- **지시 및 요구사항**:
아래 줄을 모두 다시 쓰되 "baby's hand"만 "child's hand"로 바꿔 넣고 나머지는 손대지 마세요. 사진은 답에 넣지 마세요.
+ + + + + + +
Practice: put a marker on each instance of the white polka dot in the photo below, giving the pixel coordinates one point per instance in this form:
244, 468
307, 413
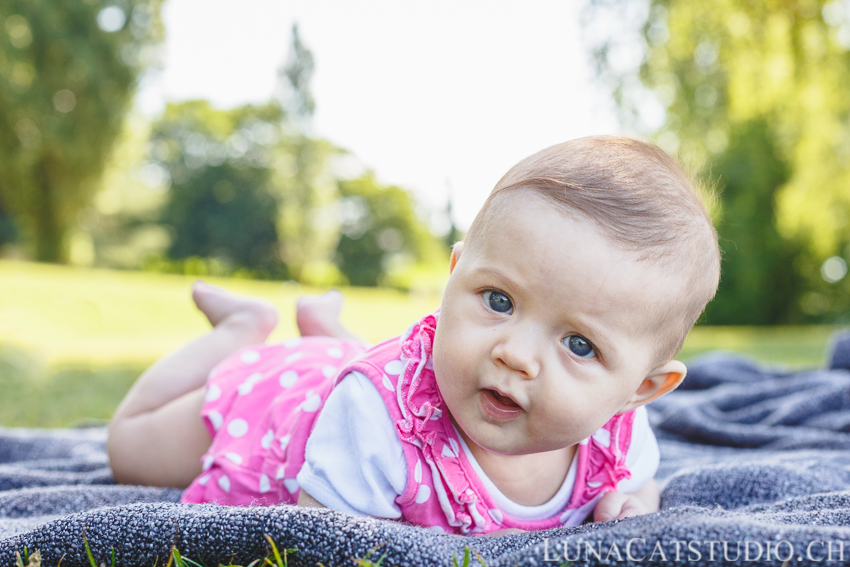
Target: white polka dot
603, 437
387, 384
237, 427
249, 356
288, 379
291, 485
216, 419
293, 357
265, 485
312, 403
394, 367
447, 452
213, 393
267, 439
423, 494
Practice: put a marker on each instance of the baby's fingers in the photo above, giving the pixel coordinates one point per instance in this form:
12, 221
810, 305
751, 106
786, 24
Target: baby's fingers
617, 505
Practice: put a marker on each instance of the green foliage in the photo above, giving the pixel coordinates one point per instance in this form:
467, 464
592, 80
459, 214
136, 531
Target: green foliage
756, 91
758, 276
304, 174
68, 70
221, 203
379, 228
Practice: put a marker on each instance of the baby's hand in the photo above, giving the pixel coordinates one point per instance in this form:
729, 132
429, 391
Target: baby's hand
618, 505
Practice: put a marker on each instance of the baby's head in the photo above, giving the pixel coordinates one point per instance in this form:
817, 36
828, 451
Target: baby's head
576, 286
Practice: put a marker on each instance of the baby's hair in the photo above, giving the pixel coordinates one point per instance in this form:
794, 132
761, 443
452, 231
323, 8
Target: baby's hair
642, 200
+ + + + + + +
- **정답**:
Practice: put a marker on each instance of the white polka dot in the photo below, giving the pixel coordinates one point per instance in this form:
244, 468
307, 413
Target: white polka dot
603, 437
387, 384
237, 427
249, 356
288, 379
291, 485
216, 419
293, 357
265, 485
312, 403
394, 367
447, 452
213, 393
267, 439
423, 494
Practice: put a marker on each instance of the baby's fingers in the photo above, giving the pixel coordinates one point per instance in this form:
12, 221
810, 305
751, 106
786, 24
Target: baby's fingers
617, 505
Practice: put a marker on each instance of the green foliage in the photo above, giving the pixel coordinates one point per instance in this form:
467, 464
592, 80
459, 214
136, 531
Target: green foliage
756, 91
758, 276
304, 174
68, 70
221, 203
379, 228
Practice: put a marker on each instance of the child's hand in the photo above, giving the pixel coordinates one point per instance in this form:
729, 132
429, 391
Target: child's hand
618, 505
Practice: put a marker on each instance of the baby's head in the photo above, giving the pixel coordinates one point per instance in this form:
817, 36
828, 451
Target: baby's head
576, 286
Practice: put a marker on each instance of the baby's hair in the photo above, giving the pixel coordinates one point per instance in this form:
794, 132
761, 443
452, 231
323, 8
Target: baby's hair
642, 200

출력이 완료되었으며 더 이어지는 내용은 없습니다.